The required answer is each line in the entries below where "given" occurs.

- Opening Delimiter -

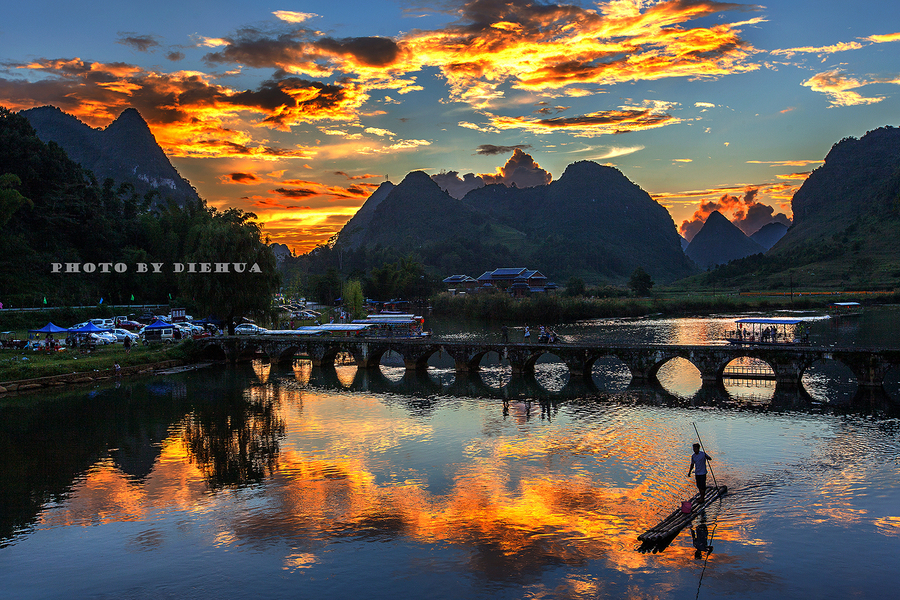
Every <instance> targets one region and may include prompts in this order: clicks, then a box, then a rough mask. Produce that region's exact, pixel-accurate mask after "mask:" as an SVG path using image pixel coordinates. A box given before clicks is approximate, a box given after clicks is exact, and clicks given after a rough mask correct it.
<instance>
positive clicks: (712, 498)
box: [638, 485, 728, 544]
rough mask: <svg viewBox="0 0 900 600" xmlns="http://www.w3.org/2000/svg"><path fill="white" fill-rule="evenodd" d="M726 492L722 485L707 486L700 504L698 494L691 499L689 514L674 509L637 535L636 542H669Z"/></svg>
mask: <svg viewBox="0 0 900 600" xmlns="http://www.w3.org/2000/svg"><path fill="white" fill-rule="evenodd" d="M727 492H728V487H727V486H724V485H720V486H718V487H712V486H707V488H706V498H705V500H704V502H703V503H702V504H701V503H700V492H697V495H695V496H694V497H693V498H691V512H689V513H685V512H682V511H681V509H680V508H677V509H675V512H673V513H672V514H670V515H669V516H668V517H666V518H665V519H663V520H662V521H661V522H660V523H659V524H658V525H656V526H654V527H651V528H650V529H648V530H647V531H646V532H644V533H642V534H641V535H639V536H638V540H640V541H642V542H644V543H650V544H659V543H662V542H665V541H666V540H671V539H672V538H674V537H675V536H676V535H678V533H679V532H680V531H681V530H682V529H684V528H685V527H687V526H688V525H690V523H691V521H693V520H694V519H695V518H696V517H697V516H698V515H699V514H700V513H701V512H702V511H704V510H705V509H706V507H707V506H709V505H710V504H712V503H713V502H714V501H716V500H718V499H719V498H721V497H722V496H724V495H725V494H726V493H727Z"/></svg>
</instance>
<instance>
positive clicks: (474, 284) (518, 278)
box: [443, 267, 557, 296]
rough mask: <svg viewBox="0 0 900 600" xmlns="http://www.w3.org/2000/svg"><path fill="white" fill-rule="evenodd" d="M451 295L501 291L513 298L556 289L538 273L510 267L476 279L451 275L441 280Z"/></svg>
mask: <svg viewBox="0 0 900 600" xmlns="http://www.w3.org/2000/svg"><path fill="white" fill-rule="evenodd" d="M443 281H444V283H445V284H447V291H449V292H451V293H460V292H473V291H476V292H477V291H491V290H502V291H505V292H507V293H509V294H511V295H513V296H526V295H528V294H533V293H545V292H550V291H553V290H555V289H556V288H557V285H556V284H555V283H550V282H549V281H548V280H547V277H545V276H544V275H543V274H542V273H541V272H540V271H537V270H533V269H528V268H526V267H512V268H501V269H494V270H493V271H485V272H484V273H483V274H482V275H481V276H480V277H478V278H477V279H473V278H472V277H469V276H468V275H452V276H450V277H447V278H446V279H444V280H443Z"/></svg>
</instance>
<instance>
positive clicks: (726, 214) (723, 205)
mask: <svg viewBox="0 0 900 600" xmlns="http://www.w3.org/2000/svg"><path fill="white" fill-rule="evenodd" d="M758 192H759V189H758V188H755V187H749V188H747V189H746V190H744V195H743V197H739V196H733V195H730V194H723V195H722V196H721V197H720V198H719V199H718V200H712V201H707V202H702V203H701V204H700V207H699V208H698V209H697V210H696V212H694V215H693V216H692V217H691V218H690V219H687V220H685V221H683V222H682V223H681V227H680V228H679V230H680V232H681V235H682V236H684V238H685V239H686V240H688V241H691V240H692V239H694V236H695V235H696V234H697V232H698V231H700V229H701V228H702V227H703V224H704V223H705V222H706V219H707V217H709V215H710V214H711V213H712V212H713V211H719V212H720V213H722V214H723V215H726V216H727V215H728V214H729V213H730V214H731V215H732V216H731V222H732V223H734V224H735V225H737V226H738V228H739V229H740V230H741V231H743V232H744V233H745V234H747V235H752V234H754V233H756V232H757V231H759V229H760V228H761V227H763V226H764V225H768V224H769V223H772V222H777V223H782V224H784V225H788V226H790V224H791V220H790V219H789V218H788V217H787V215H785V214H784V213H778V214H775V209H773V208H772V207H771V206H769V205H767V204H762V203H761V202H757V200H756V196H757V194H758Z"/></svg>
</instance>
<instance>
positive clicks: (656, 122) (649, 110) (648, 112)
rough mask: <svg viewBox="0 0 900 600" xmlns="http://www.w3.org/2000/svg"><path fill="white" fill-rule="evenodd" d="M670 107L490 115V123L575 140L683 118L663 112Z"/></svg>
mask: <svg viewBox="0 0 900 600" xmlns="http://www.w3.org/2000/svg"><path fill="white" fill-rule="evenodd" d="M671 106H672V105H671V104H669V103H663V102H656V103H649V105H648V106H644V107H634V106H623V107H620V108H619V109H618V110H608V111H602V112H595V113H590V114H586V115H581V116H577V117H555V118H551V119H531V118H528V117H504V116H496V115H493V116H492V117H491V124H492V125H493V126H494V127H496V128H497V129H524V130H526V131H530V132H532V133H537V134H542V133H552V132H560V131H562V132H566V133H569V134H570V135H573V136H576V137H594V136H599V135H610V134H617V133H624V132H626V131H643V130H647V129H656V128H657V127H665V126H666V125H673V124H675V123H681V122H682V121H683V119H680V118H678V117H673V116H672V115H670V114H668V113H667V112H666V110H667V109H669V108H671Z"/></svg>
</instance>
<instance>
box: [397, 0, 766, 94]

- Closing Delimiter -
- Opening Delimiter -

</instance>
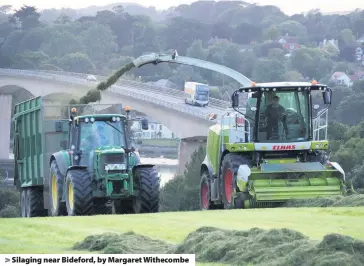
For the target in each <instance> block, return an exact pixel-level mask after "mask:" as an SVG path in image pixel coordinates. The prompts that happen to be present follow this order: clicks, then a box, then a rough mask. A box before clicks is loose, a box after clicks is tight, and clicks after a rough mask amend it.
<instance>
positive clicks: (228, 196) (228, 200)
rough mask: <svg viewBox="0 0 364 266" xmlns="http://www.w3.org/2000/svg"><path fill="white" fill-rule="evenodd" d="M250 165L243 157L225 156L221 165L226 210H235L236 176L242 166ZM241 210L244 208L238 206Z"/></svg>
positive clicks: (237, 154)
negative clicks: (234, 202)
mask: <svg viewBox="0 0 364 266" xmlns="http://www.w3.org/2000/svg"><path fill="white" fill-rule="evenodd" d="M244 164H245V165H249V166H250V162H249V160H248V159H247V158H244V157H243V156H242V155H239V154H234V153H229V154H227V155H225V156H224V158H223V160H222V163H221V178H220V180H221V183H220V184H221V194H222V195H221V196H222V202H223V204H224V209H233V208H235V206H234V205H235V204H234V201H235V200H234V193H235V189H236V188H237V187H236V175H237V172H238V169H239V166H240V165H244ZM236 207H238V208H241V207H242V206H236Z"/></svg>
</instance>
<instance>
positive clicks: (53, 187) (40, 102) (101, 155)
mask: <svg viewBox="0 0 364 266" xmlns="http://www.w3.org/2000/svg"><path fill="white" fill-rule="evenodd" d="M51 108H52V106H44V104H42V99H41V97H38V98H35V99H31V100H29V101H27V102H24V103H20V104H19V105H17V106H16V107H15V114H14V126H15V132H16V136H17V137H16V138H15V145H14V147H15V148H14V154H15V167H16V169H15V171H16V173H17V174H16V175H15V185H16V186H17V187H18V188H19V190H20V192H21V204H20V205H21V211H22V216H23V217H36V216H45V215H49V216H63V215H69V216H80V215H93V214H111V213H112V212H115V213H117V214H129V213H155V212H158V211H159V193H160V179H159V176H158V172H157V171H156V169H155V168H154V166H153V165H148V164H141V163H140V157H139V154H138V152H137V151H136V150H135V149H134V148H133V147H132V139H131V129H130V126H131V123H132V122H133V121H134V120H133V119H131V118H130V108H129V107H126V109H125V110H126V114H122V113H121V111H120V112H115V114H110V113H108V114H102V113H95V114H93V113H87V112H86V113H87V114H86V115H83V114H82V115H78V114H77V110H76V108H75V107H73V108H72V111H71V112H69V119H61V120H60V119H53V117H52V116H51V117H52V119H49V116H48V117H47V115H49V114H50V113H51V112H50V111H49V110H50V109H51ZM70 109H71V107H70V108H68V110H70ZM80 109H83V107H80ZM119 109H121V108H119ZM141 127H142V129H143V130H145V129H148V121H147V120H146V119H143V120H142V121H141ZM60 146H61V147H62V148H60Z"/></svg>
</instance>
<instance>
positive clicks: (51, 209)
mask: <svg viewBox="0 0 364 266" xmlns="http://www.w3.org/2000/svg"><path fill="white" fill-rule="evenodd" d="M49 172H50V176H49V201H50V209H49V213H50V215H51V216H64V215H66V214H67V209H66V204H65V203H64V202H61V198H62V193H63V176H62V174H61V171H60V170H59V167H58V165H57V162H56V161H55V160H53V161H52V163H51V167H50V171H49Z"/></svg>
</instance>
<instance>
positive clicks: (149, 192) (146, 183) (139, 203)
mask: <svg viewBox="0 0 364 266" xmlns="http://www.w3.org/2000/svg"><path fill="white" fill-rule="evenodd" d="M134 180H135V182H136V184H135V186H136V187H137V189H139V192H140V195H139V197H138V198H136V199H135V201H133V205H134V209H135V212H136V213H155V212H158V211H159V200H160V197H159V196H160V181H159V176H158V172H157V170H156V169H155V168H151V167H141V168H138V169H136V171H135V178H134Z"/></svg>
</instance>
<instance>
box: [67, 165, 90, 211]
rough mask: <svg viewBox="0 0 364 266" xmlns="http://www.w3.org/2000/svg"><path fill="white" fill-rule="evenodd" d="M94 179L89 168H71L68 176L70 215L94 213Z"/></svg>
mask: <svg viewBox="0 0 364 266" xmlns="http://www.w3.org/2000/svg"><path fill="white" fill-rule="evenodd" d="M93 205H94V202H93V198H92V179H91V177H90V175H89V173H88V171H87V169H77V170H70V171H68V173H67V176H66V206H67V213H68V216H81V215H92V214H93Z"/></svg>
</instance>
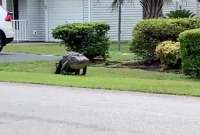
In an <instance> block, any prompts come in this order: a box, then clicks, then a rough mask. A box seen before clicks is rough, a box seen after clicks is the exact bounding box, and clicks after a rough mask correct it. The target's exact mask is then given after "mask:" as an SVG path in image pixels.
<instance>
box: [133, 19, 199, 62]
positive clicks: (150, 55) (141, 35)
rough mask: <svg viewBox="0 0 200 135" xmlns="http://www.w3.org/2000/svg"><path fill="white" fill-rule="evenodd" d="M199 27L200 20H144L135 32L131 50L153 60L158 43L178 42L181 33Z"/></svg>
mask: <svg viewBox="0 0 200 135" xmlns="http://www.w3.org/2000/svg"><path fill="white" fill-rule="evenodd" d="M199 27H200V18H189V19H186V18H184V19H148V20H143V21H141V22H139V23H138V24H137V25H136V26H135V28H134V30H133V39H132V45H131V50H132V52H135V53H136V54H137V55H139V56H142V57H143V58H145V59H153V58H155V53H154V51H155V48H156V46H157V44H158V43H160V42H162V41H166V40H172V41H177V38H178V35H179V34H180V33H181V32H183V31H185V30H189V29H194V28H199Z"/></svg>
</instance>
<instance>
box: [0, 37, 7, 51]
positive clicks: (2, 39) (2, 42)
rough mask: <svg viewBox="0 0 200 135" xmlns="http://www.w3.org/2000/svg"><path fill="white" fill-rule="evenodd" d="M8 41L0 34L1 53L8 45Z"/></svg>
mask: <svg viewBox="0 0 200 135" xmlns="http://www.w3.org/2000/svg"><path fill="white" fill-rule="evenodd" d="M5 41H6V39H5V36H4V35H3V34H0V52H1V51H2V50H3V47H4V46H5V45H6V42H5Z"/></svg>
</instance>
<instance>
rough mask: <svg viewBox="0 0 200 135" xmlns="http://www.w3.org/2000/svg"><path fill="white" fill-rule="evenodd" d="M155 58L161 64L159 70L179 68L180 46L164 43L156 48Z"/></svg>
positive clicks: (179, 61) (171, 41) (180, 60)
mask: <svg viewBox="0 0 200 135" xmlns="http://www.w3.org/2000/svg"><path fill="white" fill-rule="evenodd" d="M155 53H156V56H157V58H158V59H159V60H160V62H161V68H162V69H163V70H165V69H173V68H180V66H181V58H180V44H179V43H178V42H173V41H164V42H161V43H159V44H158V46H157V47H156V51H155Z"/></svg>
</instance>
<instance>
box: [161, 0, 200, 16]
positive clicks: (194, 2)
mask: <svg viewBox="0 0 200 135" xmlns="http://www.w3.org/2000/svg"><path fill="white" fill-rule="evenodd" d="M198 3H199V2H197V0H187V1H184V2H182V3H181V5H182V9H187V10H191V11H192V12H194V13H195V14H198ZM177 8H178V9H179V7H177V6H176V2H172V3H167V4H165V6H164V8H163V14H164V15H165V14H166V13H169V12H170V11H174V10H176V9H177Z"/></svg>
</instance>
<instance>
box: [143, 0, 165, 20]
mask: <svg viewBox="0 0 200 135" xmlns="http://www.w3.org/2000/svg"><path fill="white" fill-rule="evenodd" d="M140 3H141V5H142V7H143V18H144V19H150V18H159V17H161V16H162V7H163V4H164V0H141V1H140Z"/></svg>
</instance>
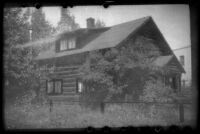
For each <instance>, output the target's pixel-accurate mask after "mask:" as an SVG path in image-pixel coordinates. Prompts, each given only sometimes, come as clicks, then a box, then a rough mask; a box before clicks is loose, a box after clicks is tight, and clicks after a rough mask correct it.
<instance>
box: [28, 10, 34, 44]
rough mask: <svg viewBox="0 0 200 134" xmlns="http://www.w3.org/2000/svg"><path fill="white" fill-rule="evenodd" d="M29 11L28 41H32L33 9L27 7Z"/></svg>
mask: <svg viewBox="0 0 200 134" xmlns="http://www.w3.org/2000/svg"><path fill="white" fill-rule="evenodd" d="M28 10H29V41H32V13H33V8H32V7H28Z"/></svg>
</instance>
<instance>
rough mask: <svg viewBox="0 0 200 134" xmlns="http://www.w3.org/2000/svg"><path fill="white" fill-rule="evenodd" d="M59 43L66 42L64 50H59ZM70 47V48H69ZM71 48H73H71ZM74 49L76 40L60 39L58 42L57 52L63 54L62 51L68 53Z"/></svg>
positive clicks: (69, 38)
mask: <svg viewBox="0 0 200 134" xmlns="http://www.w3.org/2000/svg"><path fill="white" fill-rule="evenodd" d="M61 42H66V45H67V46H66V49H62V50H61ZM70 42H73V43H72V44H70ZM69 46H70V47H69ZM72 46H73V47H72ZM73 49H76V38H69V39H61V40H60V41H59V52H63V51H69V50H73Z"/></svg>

- Closing Delimiter -
- Opening Delimiter -

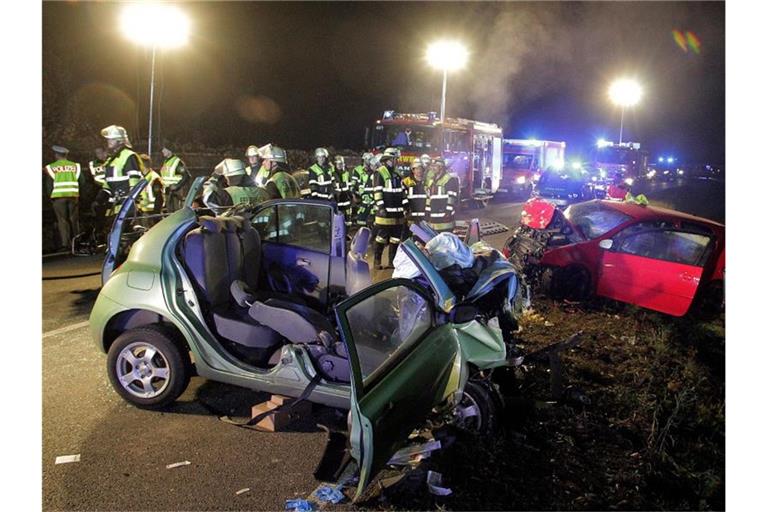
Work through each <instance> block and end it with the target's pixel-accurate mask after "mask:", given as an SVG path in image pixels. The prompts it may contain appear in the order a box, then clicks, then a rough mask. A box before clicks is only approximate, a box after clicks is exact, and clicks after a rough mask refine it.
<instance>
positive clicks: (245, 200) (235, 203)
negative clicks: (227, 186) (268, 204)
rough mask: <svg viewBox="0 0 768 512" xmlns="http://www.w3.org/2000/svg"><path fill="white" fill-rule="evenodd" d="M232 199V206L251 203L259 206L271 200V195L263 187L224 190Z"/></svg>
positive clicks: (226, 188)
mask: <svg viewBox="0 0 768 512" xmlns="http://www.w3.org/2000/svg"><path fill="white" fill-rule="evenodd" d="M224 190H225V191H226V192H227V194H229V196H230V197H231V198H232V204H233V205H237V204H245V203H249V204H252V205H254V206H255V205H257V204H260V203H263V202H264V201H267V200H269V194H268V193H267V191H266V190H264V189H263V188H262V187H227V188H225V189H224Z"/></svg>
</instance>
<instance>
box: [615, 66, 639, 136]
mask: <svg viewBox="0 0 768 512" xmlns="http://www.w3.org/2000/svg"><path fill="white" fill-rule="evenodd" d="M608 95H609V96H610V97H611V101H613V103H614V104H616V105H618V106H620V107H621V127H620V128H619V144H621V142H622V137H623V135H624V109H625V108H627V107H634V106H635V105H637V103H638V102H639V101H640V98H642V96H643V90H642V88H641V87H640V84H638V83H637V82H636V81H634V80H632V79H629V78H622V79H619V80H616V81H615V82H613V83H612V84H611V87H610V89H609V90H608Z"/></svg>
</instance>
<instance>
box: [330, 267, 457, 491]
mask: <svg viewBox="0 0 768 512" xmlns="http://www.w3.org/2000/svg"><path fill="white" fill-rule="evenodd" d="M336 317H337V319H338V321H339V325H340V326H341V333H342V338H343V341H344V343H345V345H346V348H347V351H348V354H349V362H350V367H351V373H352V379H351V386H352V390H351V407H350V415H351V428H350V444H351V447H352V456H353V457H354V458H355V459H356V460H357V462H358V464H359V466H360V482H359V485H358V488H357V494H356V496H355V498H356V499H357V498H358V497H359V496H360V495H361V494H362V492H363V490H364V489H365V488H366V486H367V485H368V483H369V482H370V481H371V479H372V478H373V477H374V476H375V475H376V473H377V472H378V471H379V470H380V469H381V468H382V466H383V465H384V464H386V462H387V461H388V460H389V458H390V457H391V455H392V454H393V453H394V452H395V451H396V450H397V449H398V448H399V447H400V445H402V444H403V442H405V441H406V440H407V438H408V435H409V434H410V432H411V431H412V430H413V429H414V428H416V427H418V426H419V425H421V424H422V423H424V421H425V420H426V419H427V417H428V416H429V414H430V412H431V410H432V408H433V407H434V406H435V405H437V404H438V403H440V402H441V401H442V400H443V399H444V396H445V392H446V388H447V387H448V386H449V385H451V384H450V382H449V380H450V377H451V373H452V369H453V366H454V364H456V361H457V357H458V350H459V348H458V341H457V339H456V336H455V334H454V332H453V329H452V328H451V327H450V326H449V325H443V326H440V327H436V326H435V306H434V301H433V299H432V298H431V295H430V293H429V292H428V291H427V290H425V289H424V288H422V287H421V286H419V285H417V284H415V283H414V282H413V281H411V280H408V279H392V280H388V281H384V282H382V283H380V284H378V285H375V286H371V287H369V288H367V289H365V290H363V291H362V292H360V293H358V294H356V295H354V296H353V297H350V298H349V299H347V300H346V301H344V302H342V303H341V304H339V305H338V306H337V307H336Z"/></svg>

- Closing Delimiter -

## Result below
Every <instance> targets one region and may include prompts in this order: clicks, then a box, then a rough mask. Produce that region's exact, pixel-accurate mask after "mask:" as an SVG path using image pixel coordinates. A box given before clicks is approximate, a box given after clicks is exact, and clicks given after a rough mask correct it.
In an <instance> block, any prompts come in this order: a box, then clicks, then a rough mask. A box seen before clicks is rough, a box seen after clicks is the exact bounding box, and clicks after a rough mask correct it. The target's exact mask is then given after "mask:" as an SVG path in image pixels.
For each <instance>, output the target's pixel-accurate mask after "mask:" as an SVG path in image-pixel coordinates. Prompts, each given only sometimes, come as clicks, then a box, then a rough mask; a box before clicks is loose, a box after clicks is tight, and clicks after a rough mask correct it.
Work through each <instance> block and end it with the target's pixel-accurate mask after "mask:", given as an SVG path in image pixels. The prompts it may contain appear in the order a box, then clicks, then a rough mask. A box before clicks is only approximate, a box after clicks is exact, and clicks after a rough mask refine it.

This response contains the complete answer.